Goal of the exercise: Using the listing below, please gather every line containing the word "panel".
Content starts
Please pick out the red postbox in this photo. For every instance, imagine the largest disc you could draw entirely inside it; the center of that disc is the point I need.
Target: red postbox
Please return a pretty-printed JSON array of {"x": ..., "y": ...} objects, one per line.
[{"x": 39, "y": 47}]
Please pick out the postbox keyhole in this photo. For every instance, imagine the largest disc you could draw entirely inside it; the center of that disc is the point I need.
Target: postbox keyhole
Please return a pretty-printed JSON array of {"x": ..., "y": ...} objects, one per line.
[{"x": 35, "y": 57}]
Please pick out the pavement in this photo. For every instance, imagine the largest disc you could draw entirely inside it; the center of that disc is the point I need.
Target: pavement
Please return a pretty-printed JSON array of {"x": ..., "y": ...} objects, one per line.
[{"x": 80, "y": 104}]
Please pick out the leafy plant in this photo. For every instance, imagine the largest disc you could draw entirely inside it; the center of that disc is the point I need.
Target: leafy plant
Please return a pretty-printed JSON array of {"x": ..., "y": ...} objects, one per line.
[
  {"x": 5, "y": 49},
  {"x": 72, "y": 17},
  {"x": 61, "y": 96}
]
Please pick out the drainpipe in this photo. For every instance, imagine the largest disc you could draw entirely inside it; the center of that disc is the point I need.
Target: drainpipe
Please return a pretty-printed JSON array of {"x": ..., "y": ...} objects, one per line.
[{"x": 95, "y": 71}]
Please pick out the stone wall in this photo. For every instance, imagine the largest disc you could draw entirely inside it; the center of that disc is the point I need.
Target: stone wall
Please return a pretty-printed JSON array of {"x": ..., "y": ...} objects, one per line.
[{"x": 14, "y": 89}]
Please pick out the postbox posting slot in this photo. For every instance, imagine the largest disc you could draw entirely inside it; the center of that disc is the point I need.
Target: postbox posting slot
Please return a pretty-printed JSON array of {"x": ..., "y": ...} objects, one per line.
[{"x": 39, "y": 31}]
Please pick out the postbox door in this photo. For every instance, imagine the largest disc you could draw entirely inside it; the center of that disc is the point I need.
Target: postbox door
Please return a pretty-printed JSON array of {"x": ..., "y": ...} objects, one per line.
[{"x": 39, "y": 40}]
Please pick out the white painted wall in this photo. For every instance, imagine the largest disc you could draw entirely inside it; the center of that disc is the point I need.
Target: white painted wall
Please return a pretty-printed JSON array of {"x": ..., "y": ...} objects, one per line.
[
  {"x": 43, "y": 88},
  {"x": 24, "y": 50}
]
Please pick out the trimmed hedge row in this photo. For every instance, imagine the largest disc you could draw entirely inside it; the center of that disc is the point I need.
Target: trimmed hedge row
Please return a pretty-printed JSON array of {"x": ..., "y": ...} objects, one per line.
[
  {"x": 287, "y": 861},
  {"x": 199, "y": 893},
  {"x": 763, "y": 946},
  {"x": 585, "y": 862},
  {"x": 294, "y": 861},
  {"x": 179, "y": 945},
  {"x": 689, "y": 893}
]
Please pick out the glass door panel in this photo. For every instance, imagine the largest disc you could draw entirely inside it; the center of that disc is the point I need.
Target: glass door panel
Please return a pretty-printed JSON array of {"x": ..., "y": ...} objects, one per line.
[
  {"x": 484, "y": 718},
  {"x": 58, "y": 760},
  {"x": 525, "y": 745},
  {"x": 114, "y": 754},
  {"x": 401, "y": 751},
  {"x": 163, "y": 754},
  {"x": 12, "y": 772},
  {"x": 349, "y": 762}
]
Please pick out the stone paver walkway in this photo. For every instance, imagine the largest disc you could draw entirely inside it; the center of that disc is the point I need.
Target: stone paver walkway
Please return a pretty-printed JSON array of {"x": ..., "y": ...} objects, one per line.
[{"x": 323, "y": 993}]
Content ends
Answer space:
Please pick out the glass door panel in this photo. For every instance, imagine the largest disc you could draw entirely inside it; the center of that disc is the point I need.
Target: glass door panel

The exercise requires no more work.